Exercise details – Whatever the records say, repeat them exactly as given.
(Source data)
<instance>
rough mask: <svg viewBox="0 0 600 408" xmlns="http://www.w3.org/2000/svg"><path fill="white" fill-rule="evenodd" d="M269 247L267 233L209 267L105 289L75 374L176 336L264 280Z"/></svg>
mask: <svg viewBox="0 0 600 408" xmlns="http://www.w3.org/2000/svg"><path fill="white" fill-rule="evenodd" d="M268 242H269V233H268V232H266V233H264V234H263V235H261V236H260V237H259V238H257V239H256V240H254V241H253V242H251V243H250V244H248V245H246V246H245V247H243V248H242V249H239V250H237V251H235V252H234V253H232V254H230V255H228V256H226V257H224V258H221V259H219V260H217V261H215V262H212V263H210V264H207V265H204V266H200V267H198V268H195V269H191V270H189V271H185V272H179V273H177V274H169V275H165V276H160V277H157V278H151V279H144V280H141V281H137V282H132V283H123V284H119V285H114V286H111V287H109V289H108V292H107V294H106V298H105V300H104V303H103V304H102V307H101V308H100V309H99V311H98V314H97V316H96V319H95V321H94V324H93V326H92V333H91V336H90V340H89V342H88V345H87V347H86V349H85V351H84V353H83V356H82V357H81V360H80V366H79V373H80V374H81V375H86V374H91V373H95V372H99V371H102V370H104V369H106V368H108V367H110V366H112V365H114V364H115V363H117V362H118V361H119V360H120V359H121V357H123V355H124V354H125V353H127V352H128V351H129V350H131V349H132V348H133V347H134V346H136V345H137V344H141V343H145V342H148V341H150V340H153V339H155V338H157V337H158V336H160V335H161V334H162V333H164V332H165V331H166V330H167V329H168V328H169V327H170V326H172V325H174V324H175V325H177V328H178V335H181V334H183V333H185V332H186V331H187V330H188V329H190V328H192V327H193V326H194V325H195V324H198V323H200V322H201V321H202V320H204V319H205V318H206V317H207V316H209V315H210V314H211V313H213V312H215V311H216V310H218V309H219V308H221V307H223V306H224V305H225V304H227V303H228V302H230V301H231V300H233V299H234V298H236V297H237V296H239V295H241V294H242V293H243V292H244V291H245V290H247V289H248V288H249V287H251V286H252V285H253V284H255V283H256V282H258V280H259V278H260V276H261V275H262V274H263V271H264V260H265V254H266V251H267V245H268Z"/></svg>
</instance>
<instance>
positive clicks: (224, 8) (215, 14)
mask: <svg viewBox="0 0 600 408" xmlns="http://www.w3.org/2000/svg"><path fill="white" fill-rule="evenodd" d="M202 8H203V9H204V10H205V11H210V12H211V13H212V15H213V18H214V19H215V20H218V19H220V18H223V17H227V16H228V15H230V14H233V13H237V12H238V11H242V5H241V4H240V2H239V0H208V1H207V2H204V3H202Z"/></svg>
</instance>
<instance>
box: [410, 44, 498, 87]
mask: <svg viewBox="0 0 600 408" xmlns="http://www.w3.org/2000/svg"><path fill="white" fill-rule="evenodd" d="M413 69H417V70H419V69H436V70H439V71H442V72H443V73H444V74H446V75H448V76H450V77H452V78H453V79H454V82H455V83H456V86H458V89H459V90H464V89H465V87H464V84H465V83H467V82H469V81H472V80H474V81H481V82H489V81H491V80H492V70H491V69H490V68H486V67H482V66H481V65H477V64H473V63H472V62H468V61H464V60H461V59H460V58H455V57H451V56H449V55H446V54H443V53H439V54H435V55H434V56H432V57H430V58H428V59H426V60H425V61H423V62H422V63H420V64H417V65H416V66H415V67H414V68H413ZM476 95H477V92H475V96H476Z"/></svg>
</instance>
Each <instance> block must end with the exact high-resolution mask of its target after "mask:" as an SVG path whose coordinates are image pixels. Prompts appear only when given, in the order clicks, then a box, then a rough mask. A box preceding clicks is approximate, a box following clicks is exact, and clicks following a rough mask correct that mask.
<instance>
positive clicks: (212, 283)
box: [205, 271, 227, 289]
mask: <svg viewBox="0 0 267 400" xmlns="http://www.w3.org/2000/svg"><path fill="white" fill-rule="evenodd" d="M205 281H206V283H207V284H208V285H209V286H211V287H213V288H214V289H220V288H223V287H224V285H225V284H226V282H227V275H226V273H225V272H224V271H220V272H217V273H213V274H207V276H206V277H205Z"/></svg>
(End Source data)
Result of the exercise –
<instance>
rough mask: <svg viewBox="0 0 600 408" xmlns="http://www.w3.org/2000/svg"><path fill="white" fill-rule="evenodd" d="M269 247L267 233L209 267L105 289L75 374L176 336L264 280Z"/></svg>
mask: <svg viewBox="0 0 600 408" xmlns="http://www.w3.org/2000/svg"><path fill="white" fill-rule="evenodd" d="M268 242H269V233H268V232H266V233H264V234H263V235H261V236H260V237H259V238H257V239H256V240H254V241H253V242H251V243H250V244H248V245H246V246H245V247H243V248H242V249H239V250H237V251H235V252H234V253H232V254H230V255H228V256H226V257H224V258H221V259H219V260H217V261H215V262H212V263H210V264H207V265H204V266H200V267H198V268H195V269H191V270H189V271H185V272H179V273H177V274H169V275H165V276H160V277H157V278H151V279H144V280H141V281H137V282H132V283H123V284H119V285H114V286H111V287H109V289H108V292H107V294H106V298H105V300H104V303H103V304H102V307H101V308H100V309H99V311H98V314H97V316H96V319H95V321H94V324H93V326H92V333H91V336H90V340H89V342H88V345H87V347H86V349H85V351H84V353H83V356H82V357H81V360H80V366H79V373H80V374H81V375H86V374H91V373H95V372H99V371H102V370H104V369H106V368H108V367H110V366H112V365H114V364H115V363H117V362H118V361H119V360H120V359H121V357H123V355H124V354H125V353H127V352H128V351H129V350H131V349H132V348H133V347H134V346H136V345H137V344H141V343H145V342H148V341H150V340H153V339H155V338H157V337H158V336H160V335H161V334H162V333H164V332H165V331H166V330H167V329H168V328H169V327H170V326H172V325H174V324H175V325H177V328H178V335H181V334H183V333H185V332H186V331H187V330H188V329H190V328H192V327H193V326H194V325H195V324H198V323H200V322H201V321H202V320H204V319H205V318H206V317H207V316H209V315H210V314H211V313H213V312H215V311H216V310H218V309H219V308H221V307H223V306H224V305H225V304H227V303H228V302H230V301H231V300H233V299H234V298H236V297H237V296H239V295H241V294H242V293H243V292H244V291H245V290H247V289H248V288H249V287H251V286H252V285H253V284H255V283H256V282H258V280H259V278H260V276H261V275H262V274H263V271H264V260H265V254H266V251H267V245H268Z"/></svg>
</instance>
<instance>
positive clicks: (224, 8) (215, 14)
mask: <svg viewBox="0 0 600 408" xmlns="http://www.w3.org/2000/svg"><path fill="white" fill-rule="evenodd" d="M202 8H203V9H204V10H205V11H210V12H211V13H212V15H213V18H214V19H215V20H218V19H220V18H223V17H227V16H228V15H230V14H233V13H237V12H238V11H242V5H241V4H240V2H239V0H208V1H207V2H204V3H202Z"/></svg>
</instance>
<instance>
box: [410, 44, 498, 87]
mask: <svg viewBox="0 0 600 408" xmlns="http://www.w3.org/2000/svg"><path fill="white" fill-rule="evenodd" d="M413 69H417V70H419V69H436V70H439V71H442V72H443V73H444V74H446V75H448V76H450V77H452V78H453V79H454V82H455V83H456V86H458V89H459V90H464V89H465V87H464V84H465V83H467V82H469V81H472V80H474V81H481V82H489V81H491V80H492V70H491V69H490V68H486V67H482V66H481V65H477V64H473V63H472V62H468V61H464V60H461V59H460V58H455V57H451V56H449V55H446V54H443V53H439V54H435V55H434V56H432V57H430V58H428V59H426V60H425V61H423V62H422V63H420V64H417V65H416V66H415V67H414V68H413ZM476 95H477V92H475V96H476Z"/></svg>
</instance>
Each <instance> block must end with the exact high-resolution mask of its target after "mask:" as an SVG path whose coordinates are image pixels. Prompts appear only when given, in the order clicks, then a box, then a rough mask. A box preceding clicks is approximate, a box following clicks is exact, and clicks following a rough mask correct that mask.
<instance>
positive clicks: (212, 283)
box: [205, 271, 227, 289]
mask: <svg viewBox="0 0 267 400" xmlns="http://www.w3.org/2000/svg"><path fill="white" fill-rule="evenodd" d="M205 281H206V283H207V284H208V285H209V286H211V287H213V288H214V289H220V288H223V287H224V285H225V284H226V282H227V275H226V273H225V272H224V271H220V272H217V273H213V274H207V276H206V277H205Z"/></svg>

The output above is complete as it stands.